Reproduce, without any change, the entries from the line containing "One point goes on each instance of the silver" through their final line, including both of those lines.

=====

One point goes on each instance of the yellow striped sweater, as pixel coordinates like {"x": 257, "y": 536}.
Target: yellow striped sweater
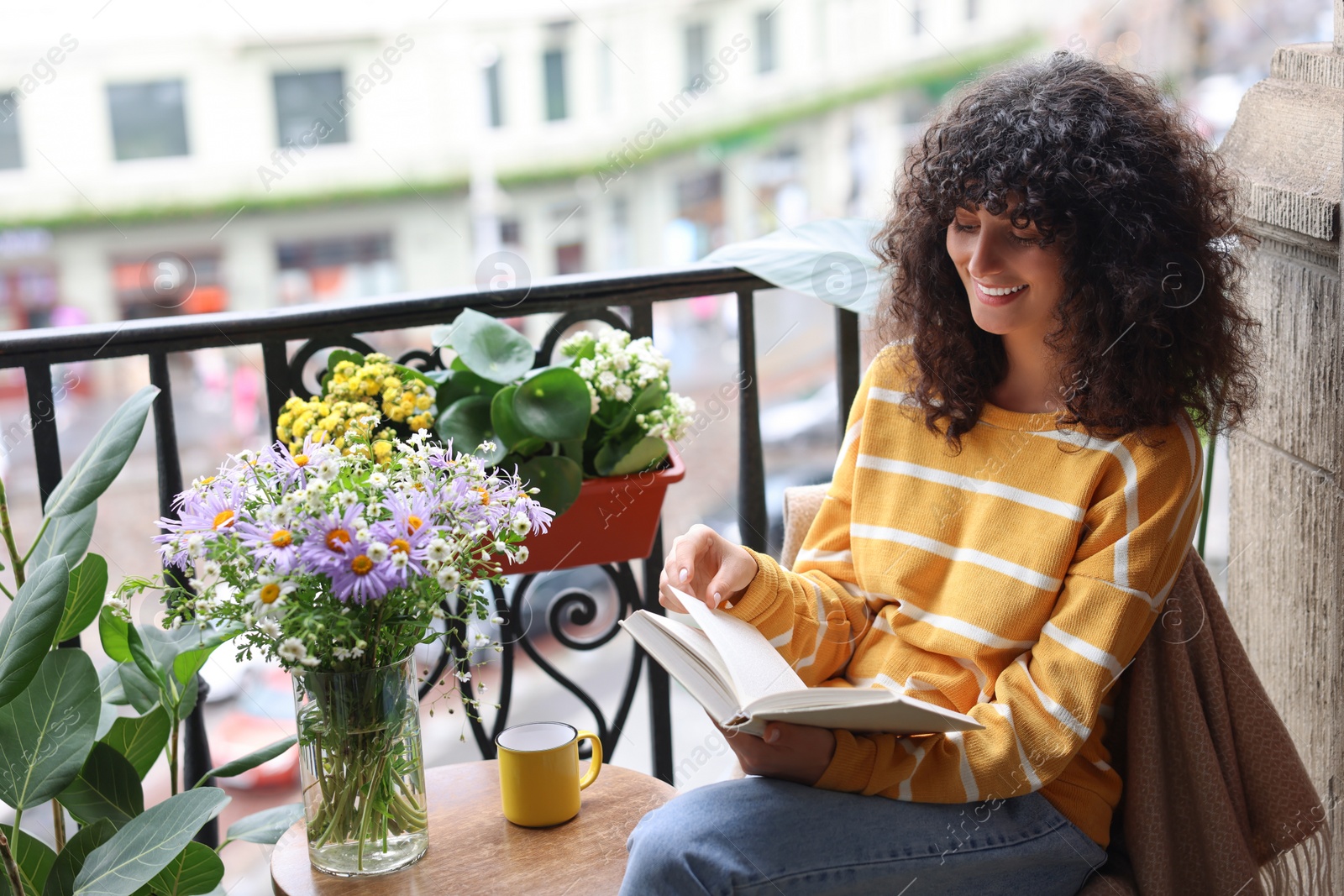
{"x": 1012, "y": 582}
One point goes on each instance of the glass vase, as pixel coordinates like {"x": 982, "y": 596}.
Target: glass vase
{"x": 362, "y": 768}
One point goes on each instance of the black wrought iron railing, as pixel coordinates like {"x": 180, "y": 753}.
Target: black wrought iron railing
{"x": 622, "y": 300}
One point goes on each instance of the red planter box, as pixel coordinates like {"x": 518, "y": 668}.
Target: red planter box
{"x": 613, "y": 519}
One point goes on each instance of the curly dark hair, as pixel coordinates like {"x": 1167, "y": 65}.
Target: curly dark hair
{"x": 1151, "y": 320}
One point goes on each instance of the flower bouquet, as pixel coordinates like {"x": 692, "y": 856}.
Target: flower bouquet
{"x": 336, "y": 559}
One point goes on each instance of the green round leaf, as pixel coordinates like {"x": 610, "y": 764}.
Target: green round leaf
{"x": 84, "y": 597}
{"x": 60, "y": 880}
{"x": 49, "y": 728}
{"x": 504, "y": 421}
{"x": 147, "y": 844}
{"x": 554, "y": 405}
{"x": 34, "y": 860}
{"x": 645, "y": 454}
{"x": 487, "y": 347}
{"x": 192, "y": 872}
{"x": 140, "y": 739}
{"x": 30, "y": 625}
{"x": 558, "y": 479}
{"x": 268, "y": 825}
{"x": 467, "y": 422}
{"x": 105, "y": 788}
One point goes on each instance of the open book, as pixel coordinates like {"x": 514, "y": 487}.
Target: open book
{"x": 743, "y": 683}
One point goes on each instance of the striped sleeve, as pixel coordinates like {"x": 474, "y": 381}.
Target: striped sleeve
{"x": 1046, "y": 703}
{"x": 813, "y": 611}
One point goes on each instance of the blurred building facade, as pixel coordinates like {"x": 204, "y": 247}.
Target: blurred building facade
{"x": 160, "y": 159}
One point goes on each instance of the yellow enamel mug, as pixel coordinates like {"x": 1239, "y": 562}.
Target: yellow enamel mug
{"x": 539, "y": 772}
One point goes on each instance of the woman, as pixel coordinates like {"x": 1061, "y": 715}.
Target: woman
{"x": 1014, "y": 497}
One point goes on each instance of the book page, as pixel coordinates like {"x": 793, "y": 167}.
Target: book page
{"x": 757, "y": 669}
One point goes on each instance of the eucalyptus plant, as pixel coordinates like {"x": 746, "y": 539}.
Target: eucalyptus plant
{"x": 64, "y": 738}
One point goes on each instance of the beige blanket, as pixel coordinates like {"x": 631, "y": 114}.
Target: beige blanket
{"x": 1216, "y": 799}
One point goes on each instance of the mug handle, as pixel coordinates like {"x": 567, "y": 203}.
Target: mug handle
{"x": 596, "y": 763}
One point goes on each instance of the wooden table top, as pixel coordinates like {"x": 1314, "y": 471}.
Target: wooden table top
{"x": 474, "y": 849}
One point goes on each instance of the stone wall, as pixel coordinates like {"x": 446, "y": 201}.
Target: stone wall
{"x": 1285, "y": 575}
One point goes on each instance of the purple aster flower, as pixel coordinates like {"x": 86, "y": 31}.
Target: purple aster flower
{"x": 269, "y": 544}
{"x": 327, "y": 537}
{"x": 360, "y": 578}
{"x": 293, "y": 468}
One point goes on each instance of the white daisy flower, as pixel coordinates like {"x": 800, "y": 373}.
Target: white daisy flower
{"x": 292, "y": 651}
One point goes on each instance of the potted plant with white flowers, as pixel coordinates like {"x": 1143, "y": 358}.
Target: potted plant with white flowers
{"x": 593, "y": 432}
{"x": 335, "y": 560}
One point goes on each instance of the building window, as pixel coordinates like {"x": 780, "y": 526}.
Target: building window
{"x": 10, "y": 154}
{"x": 554, "y": 66}
{"x": 696, "y": 38}
{"x": 148, "y": 120}
{"x": 29, "y": 296}
{"x": 322, "y": 270}
{"x": 494, "y": 107}
{"x": 765, "y": 42}
{"x": 311, "y": 109}
{"x": 699, "y": 202}
{"x": 168, "y": 284}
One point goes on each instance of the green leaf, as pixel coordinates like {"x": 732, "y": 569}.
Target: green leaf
{"x": 504, "y": 421}
{"x": 105, "y": 788}
{"x": 339, "y": 355}
{"x": 554, "y": 405}
{"x": 108, "y": 714}
{"x": 67, "y": 535}
{"x": 60, "y": 880}
{"x": 644, "y": 456}
{"x": 188, "y": 698}
{"x": 467, "y": 422}
{"x": 147, "y": 844}
{"x": 140, "y": 739}
{"x": 250, "y": 761}
{"x": 461, "y": 385}
{"x": 100, "y": 464}
{"x": 140, "y": 692}
{"x": 47, "y": 730}
{"x": 34, "y": 860}
{"x": 412, "y": 374}
{"x": 487, "y": 347}
{"x": 30, "y": 625}
{"x": 190, "y": 661}
{"x": 151, "y": 668}
{"x": 84, "y": 598}
{"x": 109, "y": 683}
{"x": 112, "y": 633}
{"x": 558, "y": 479}
{"x": 268, "y": 825}
{"x": 192, "y": 872}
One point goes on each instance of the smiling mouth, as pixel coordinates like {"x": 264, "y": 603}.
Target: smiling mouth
{"x": 999, "y": 295}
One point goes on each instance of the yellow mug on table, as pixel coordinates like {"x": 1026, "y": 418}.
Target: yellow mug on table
{"x": 539, "y": 772}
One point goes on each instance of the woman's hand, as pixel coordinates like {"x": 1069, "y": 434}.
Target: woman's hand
{"x": 706, "y": 566}
{"x": 786, "y": 752}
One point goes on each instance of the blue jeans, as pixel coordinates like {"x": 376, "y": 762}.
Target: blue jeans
{"x": 766, "y": 836}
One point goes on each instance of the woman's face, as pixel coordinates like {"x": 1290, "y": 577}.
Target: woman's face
{"x": 992, "y": 257}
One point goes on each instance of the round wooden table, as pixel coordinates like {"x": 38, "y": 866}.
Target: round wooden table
{"x": 474, "y": 849}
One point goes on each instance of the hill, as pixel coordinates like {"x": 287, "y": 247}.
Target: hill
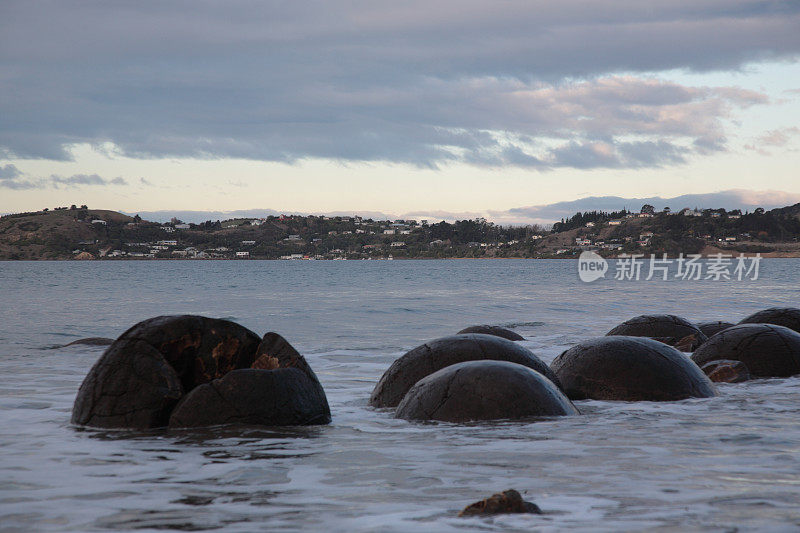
{"x": 82, "y": 233}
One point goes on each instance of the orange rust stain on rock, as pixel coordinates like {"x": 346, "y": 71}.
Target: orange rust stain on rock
{"x": 266, "y": 362}
{"x": 223, "y": 353}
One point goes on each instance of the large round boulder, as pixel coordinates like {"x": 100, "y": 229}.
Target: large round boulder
{"x": 493, "y": 330}
{"x": 142, "y": 375}
{"x": 669, "y": 329}
{"x": 483, "y": 390}
{"x": 279, "y": 390}
{"x": 630, "y": 369}
{"x": 437, "y": 354}
{"x": 280, "y": 397}
{"x": 788, "y": 317}
{"x": 767, "y": 350}
{"x": 710, "y": 329}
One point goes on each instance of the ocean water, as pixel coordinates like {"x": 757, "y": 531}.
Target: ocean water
{"x": 712, "y": 464}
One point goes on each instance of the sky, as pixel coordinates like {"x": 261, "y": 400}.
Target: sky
{"x": 512, "y": 110}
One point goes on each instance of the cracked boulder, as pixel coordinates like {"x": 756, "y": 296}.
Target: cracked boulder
{"x": 767, "y": 350}
{"x": 279, "y": 390}
{"x": 710, "y": 329}
{"x": 788, "y": 317}
{"x": 629, "y": 369}
{"x": 142, "y": 375}
{"x": 726, "y": 371}
{"x": 147, "y": 371}
{"x": 497, "y": 331}
{"x": 508, "y": 501}
{"x": 483, "y": 390}
{"x": 440, "y": 353}
{"x": 669, "y": 329}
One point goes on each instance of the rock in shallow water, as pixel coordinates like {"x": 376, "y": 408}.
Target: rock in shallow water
{"x": 437, "y": 354}
{"x": 280, "y": 397}
{"x": 788, "y": 317}
{"x": 141, "y": 377}
{"x": 509, "y": 501}
{"x": 669, "y": 329}
{"x": 483, "y": 390}
{"x": 497, "y": 331}
{"x": 767, "y": 350}
{"x": 631, "y": 369}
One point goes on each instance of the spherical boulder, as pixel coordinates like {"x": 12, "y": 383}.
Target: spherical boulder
{"x": 788, "y": 317}
{"x": 437, "y": 354}
{"x": 710, "y": 329}
{"x": 669, "y": 329}
{"x": 630, "y": 369}
{"x": 279, "y": 389}
{"x": 483, "y": 390}
{"x": 767, "y": 350}
{"x": 280, "y": 397}
{"x": 493, "y": 330}
{"x": 142, "y": 375}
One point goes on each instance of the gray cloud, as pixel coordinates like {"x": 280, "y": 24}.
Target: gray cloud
{"x": 12, "y": 178}
{"x": 540, "y": 214}
{"x": 481, "y": 82}
{"x": 730, "y": 199}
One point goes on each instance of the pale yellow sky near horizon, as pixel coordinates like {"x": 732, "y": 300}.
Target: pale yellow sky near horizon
{"x": 325, "y": 185}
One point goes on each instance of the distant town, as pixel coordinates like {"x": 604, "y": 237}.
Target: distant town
{"x": 77, "y": 232}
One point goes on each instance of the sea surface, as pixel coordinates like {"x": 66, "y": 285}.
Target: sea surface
{"x": 720, "y": 464}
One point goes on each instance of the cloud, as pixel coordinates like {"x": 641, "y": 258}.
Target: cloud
{"x": 9, "y": 172}
{"x": 773, "y": 138}
{"x": 730, "y": 199}
{"x": 12, "y": 178}
{"x": 541, "y": 214}
{"x": 528, "y": 85}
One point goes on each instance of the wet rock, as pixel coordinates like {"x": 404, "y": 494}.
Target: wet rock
{"x": 686, "y": 344}
{"x": 437, "y": 354}
{"x": 279, "y": 397}
{"x": 483, "y": 390}
{"x": 630, "y": 369}
{"x": 788, "y": 317}
{"x": 493, "y": 330}
{"x": 141, "y": 376}
{"x": 506, "y": 502}
{"x": 710, "y": 329}
{"x": 669, "y": 329}
{"x": 767, "y": 350}
{"x": 726, "y": 371}
{"x": 91, "y": 341}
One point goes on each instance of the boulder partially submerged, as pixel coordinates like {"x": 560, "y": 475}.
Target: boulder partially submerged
{"x": 493, "y": 330}
{"x": 483, "y": 390}
{"x": 669, "y": 329}
{"x": 726, "y": 371}
{"x": 631, "y": 369}
{"x": 788, "y": 317}
{"x": 279, "y": 390}
{"x": 506, "y": 502}
{"x": 142, "y": 376}
{"x": 767, "y": 350}
{"x": 440, "y": 353}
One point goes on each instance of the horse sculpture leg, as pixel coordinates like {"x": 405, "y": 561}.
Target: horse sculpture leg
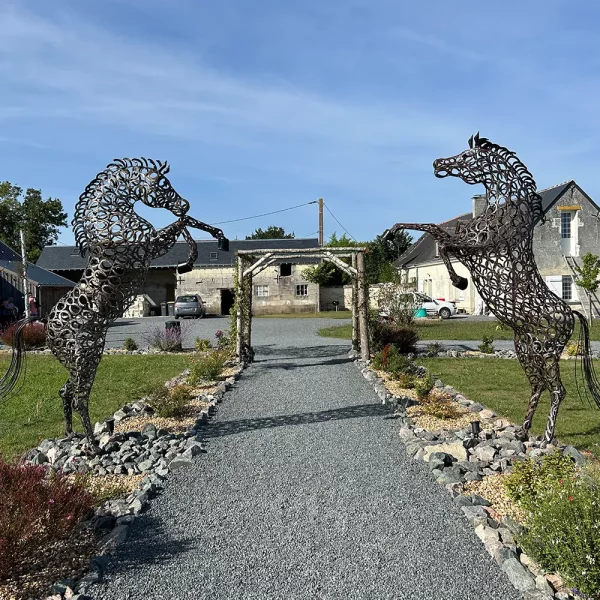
{"x": 66, "y": 393}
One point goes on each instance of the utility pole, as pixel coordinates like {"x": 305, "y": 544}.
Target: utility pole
{"x": 320, "y": 222}
{"x": 25, "y": 281}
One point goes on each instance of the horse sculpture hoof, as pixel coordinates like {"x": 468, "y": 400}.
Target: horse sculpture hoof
{"x": 461, "y": 283}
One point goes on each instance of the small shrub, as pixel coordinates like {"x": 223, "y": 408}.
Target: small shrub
{"x": 403, "y": 338}
{"x": 34, "y": 335}
{"x": 424, "y": 385}
{"x": 487, "y": 345}
{"x": 169, "y": 403}
{"x": 532, "y": 478}
{"x": 130, "y": 344}
{"x": 208, "y": 367}
{"x": 166, "y": 340}
{"x": 562, "y": 531}
{"x": 392, "y": 362}
{"x": 574, "y": 349}
{"x": 440, "y": 407}
{"x": 36, "y": 511}
{"x": 202, "y": 345}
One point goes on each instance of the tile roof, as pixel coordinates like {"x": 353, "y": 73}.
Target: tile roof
{"x": 423, "y": 250}
{"x": 65, "y": 258}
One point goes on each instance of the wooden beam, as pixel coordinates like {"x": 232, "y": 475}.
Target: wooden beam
{"x": 340, "y": 264}
{"x": 252, "y": 267}
{"x": 362, "y": 307}
{"x": 355, "y": 325}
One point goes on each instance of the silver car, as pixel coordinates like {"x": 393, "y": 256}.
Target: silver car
{"x": 190, "y": 305}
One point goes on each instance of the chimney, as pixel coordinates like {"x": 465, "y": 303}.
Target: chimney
{"x": 479, "y": 204}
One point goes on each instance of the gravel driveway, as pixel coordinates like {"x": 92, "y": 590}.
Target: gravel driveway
{"x": 306, "y": 492}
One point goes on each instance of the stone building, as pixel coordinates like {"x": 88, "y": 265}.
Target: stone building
{"x": 570, "y": 229}
{"x": 281, "y": 288}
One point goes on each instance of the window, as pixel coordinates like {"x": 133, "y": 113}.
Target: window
{"x": 565, "y": 224}
{"x": 567, "y": 287}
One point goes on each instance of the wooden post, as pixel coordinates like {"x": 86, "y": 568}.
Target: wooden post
{"x": 239, "y": 293}
{"x": 362, "y": 307}
{"x": 355, "y": 325}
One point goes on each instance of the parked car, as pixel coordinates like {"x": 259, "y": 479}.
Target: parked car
{"x": 190, "y": 305}
{"x": 434, "y": 308}
{"x": 437, "y": 308}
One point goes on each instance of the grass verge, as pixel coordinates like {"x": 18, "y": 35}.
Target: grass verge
{"x": 330, "y": 314}
{"x": 451, "y": 329}
{"x": 35, "y": 411}
{"x": 502, "y": 386}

=====

Solved problem
One point goes on each instance of the silver car, as pixel coordinates like {"x": 393, "y": 256}.
Target: silver car
{"x": 190, "y": 305}
One point goes on each instance of the chimney, as pixel coordinates like {"x": 465, "y": 303}.
Target: chimney
{"x": 479, "y": 204}
One point goes on each instance of the gravel driveway, as pixel coordinates like {"x": 92, "y": 590}.
Target: gravel driveway
{"x": 306, "y": 492}
One point goes on each instance of the stone building, as pixel coordinates like {"x": 88, "y": 265}.
Target: stone building
{"x": 570, "y": 229}
{"x": 281, "y": 288}
One point goes on each instance of the window, as pixel coordinates like {"x": 133, "y": 113}.
Target: window
{"x": 565, "y": 224}
{"x": 567, "y": 287}
One point goes on each instance of the wooden post, as pixel coordinates like {"x": 86, "y": 568}.
Target: wooden post
{"x": 239, "y": 293}
{"x": 362, "y": 307}
{"x": 355, "y": 325}
One point goes on each instance of the parked car, as pixel coordinates like {"x": 259, "y": 479}.
Target: parked car
{"x": 190, "y": 305}
{"x": 434, "y": 308}
{"x": 437, "y": 308}
One point goes on each instance of the grass verge, as pixel coordinates like {"x": 18, "y": 35}.
Target: grass verge
{"x": 330, "y": 314}
{"x": 451, "y": 329}
{"x": 35, "y": 411}
{"x": 502, "y": 386}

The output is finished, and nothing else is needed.